• [DIRECTIONS] Print out the records that follow, exactly and completely.

^^^^^^^^

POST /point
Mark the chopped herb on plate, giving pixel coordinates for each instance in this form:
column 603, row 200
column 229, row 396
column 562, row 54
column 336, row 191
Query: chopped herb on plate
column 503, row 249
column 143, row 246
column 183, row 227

^^^^^^^^

• [ANSWER TO THIS EXERCISE]
POST /point
Mark the chopped herb on plate, giving pixel coordinates for each instance in this form:
column 603, row 200
column 229, row 396
column 562, row 54
column 336, row 191
Query: chopped herb on plate
column 503, row 249
column 143, row 246
column 183, row 227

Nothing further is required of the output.